_YOUR TASK_
For the string "clicks", search the entries below and copy every line where it appears.

◇ ◇ ◇ ◇

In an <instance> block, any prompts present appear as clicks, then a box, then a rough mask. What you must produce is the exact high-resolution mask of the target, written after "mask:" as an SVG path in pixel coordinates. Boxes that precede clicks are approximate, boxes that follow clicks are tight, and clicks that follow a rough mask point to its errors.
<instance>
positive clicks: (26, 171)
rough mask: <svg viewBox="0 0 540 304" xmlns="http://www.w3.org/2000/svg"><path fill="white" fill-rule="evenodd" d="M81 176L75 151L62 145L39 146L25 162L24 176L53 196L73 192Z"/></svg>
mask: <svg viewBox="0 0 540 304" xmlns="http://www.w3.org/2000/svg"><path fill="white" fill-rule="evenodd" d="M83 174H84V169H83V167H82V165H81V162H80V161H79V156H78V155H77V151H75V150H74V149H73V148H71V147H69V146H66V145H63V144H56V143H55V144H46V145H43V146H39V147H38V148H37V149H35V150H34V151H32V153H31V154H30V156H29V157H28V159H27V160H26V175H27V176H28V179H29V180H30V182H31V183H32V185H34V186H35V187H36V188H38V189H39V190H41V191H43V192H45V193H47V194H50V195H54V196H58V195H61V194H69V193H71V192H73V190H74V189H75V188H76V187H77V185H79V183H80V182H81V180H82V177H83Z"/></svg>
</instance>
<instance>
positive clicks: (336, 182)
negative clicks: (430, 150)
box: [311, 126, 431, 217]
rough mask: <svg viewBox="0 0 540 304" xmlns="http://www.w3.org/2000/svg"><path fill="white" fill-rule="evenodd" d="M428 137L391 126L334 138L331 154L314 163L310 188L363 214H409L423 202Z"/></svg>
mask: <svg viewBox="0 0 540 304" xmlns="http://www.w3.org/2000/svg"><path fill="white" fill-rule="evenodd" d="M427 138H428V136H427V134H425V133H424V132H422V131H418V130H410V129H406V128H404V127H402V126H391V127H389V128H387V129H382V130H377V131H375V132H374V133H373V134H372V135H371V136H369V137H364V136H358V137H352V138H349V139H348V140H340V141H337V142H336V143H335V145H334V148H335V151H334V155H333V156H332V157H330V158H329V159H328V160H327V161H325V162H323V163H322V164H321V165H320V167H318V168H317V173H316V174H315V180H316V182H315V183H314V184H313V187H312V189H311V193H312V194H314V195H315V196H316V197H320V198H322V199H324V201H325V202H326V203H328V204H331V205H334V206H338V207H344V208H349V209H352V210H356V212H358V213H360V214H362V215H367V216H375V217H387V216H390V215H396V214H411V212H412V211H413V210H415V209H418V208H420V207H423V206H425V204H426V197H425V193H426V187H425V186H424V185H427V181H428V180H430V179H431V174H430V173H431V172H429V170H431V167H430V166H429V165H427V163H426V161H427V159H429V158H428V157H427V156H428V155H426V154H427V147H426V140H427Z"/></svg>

◇ ◇ ◇ ◇

_WRITTEN RESPONSE_
In an <instance> block, any prompts present appear as clicks, then a box, then a rough mask. What you must produce is the exact high-resolution mask of the target, written after "mask:" as an SVG path in pixel coordinates. Boxes that precede clicks are approximate, boxes that follow clicks are tight, and clicks that follow a rough mask point to its errors.
positive clicks: (26, 171)
positive clicks: (336, 182)
negative clicks: (430, 150)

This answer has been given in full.